#### DATA FOR PROCESSING

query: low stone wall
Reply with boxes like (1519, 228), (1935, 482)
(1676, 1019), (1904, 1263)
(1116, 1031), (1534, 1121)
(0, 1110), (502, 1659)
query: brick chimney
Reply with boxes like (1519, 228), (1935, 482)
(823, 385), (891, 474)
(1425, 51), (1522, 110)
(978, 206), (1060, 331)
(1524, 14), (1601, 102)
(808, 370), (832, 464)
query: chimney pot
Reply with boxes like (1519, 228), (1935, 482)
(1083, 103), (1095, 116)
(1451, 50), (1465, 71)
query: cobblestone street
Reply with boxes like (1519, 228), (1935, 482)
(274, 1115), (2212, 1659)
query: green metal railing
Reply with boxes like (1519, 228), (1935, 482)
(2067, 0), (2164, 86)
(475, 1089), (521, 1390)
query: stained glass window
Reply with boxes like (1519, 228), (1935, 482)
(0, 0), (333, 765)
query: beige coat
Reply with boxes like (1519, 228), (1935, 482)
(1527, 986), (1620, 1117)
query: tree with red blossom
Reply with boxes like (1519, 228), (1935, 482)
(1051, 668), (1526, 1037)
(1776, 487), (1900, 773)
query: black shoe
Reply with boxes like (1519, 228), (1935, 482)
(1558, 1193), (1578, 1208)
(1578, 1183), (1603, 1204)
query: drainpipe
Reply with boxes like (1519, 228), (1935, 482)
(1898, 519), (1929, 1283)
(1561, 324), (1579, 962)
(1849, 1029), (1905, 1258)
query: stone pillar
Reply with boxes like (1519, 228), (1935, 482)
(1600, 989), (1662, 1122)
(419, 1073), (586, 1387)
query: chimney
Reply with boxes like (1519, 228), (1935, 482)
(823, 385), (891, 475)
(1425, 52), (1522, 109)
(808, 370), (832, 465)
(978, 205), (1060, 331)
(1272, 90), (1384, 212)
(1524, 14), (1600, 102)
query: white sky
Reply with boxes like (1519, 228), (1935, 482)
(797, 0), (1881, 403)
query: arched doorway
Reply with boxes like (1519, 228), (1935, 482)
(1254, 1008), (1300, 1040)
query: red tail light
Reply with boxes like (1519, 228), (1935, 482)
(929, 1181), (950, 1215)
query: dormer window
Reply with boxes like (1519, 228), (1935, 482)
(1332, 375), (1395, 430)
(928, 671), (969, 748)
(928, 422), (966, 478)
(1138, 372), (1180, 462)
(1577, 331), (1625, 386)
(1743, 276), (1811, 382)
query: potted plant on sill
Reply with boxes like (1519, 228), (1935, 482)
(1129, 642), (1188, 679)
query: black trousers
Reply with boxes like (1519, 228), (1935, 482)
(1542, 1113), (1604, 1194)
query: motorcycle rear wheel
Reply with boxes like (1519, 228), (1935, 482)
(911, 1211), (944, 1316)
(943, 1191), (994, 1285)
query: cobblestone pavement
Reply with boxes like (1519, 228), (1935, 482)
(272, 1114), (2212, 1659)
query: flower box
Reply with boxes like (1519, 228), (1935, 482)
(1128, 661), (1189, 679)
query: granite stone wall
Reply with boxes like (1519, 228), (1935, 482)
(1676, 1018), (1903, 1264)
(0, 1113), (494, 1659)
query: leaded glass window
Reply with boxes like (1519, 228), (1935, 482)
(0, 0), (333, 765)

#### ASSIGNMENT
Every record above is to be transcribed exactly.

#### SOLUTION TO THE PROBLEM
query: low stone wall
Reply with boxes like (1519, 228), (1935, 482)
(1676, 1019), (1904, 1263)
(1116, 1031), (1534, 1121)
(0, 1110), (502, 1659)
query: brick chimney
Reply with boxes like (1519, 228), (1935, 482)
(823, 385), (891, 474)
(1425, 51), (1522, 110)
(978, 206), (1060, 331)
(1524, 14), (1601, 102)
(808, 370), (832, 464)
query: chimney pot
Reply with boxes like (1519, 228), (1935, 482)
(1083, 103), (1095, 116)
(1451, 50), (1465, 71)
query: cobblestone street
Reply with boxes like (1519, 228), (1935, 482)
(274, 1115), (2212, 1659)
query: green metal railing
Reply with boxes like (1519, 228), (1935, 482)
(2067, 0), (2164, 86)
(475, 1089), (521, 1390)
query: stained glass window
Reply with boxes like (1519, 228), (1935, 482)
(0, 0), (333, 765)
query: beige coat
Reply with boxes like (1519, 228), (1935, 482)
(1527, 986), (1620, 1117)
query: tree with red blossom
Reply with boxes like (1519, 228), (1935, 482)
(1051, 668), (1526, 1037)
(1776, 487), (1900, 773)
query: black shoe
Reply with boxes like (1519, 228), (1935, 482)
(1558, 1193), (1578, 1208)
(1578, 1183), (1603, 1204)
query: drainpipe
Reply with boxes like (1519, 228), (1935, 482)
(1898, 519), (1929, 1283)
(1561, 324), (1579, 962)
(1849, 1029), (1905, 1258)
query: stone pillar
Reply with boxes like (1519, 228), (1935, 482)
(1600, 989), (1662, 1122)
(419, 1073), (586, 1387)
query: chimney
Reply with boxes like (1519, 228), (1935, 482)
(823, 385), (891, 475)
(1425, 52), (1522, 109)
(808, 370), (832, 465)
(978, 205), (1060, 331)
(1272, 90), (1384, 212)
(1524, 14), (1600, 102)
query: white sky
Reply with boxes like (1519, 228), (1935, 482)
(797, 0), (1881, 403)
query: arched doorway
Reply with boxes like (1519, 228), (1935, 482)
(1254, 1008), (1300, 1040)
query: red tail light
Reply with boxes like (1519, 228), (1935, 482)
(929, 1181), (950, 1215)
query: dormer window
Reply with boxes like (1519, 228), (1935, 482)
(1332, 375), (1395, 430)
(928, 671), (969, 748)
(928, 422), (966, 478)
(1138, 372), (1180, 462)
(1577, 331), (1625, 386)
(1743, 276), (1811, 382)
query: potted plant on sill
Reply with boxes like (1519, 228), (1935, 482)
(1129, 642), (1188, 679)
query: black trousers
Reply with boxes like (1519, 228), (1935, 482)
(1542, 1113), (1604, 1194)
query: motorcycle rear wheel
Reply with boxes like (1519, 228), (1935, 482)
(911, 1211), (944, 1316)
(943, 1191), (994, 1285)
query: cobblestone pavement
Reply with boxes like (1519, 228), (1935, 482)
(272, 1114), (2212, 1659)
query: flower box
Reply with boxes like (1519, 228), (1935, 482)
(1128, 661), (1189, 679)
query: granite stone wall
Reply with boxes like (1519, 228), (1935, 482)
(1676, 1018), (1903, 1264)
(0, 1113), (494, 1659)
query: leaded glass window
Reply with boxes like (1519, 228), (1935, 482)
(0, 0), (333, 765)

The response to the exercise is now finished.